___ Article ___
Le projet de loi répondra également aux interrogations relatives au service public de l'eau et de l'assainissement et notamment aux problèmes de gestion relatifs aux assainissements non collectifs. La possibilité de constituer des provisions pour investissements sera ouverte aux services publics de distribution d'eau et d'assainissement. Les collectivités locales le souhaitant pourront abonder le budget des services publics d'assainissement non collectif. Enfin, les compétences du maire en matière d'entretien et de réhabilitation, notamment des assainissements non collectifs, seront précisées.
___
* _Consignes de l'exercice_:
**A)** Restituez le passage de l'article sur le projet de loi qui commence à "Le projet de" et se termine à "collectifs, seront précisées.".
**B)** D'après l'article, à quels services sera ouverte la possibilité de constituer des provisions pour investissements ?
___ Données extraites ___
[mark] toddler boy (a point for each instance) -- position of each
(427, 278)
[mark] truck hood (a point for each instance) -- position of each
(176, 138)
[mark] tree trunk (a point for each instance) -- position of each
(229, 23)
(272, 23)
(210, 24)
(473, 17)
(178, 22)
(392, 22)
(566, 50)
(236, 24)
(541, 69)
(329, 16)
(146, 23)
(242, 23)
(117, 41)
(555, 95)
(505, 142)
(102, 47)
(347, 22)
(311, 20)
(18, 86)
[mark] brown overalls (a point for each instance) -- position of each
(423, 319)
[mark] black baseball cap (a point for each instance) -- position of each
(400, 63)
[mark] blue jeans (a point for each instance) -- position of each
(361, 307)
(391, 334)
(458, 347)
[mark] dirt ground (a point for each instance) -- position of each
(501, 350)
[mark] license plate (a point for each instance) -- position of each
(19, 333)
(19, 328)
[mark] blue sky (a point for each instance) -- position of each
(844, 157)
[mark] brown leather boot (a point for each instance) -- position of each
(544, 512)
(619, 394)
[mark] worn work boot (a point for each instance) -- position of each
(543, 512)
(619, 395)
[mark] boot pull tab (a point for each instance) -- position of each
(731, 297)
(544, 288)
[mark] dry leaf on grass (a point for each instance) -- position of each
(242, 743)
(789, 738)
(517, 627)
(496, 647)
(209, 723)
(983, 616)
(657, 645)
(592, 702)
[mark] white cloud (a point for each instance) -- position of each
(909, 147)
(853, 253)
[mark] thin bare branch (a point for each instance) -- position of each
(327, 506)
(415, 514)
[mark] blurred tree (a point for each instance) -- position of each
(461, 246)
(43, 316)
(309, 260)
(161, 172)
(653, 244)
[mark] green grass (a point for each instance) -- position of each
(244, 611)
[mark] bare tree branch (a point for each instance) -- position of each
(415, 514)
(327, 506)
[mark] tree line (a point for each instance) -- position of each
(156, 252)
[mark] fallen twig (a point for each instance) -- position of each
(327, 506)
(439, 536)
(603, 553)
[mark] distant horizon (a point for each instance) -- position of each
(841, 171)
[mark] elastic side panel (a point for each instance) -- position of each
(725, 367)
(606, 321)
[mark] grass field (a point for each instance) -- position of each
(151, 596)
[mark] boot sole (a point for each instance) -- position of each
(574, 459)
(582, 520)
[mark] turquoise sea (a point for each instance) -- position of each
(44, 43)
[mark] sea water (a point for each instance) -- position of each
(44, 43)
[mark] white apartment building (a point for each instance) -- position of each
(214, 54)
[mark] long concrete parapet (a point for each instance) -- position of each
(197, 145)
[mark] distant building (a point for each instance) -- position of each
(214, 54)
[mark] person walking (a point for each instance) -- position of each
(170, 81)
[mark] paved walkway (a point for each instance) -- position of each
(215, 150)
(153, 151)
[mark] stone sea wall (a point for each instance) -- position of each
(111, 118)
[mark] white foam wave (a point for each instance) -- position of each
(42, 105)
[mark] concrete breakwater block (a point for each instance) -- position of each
___
* _Réponses dans l'ordre_:
**A)**
Le projet de loi répondra également aux interrogations relatives au service public de l'eau et de l'assainissement et notamment aux problèmes de gestion relatifs aux assainissements non collectifs. La possibilité de constituer des provisions pour investissements sera ouverte aux services publics de distribution d'eau et d'assainissement. Les collectivités locales le souhaitant pourront abonder le budget des services publics d'assainissement non collectif. Enfin, les compétences du maire en matière d'entretien et de réhabilitation, notamment des assainissements non collectifs, seront précisées.

**B)** Aux services publics de distribution d'eau et d'assainissement.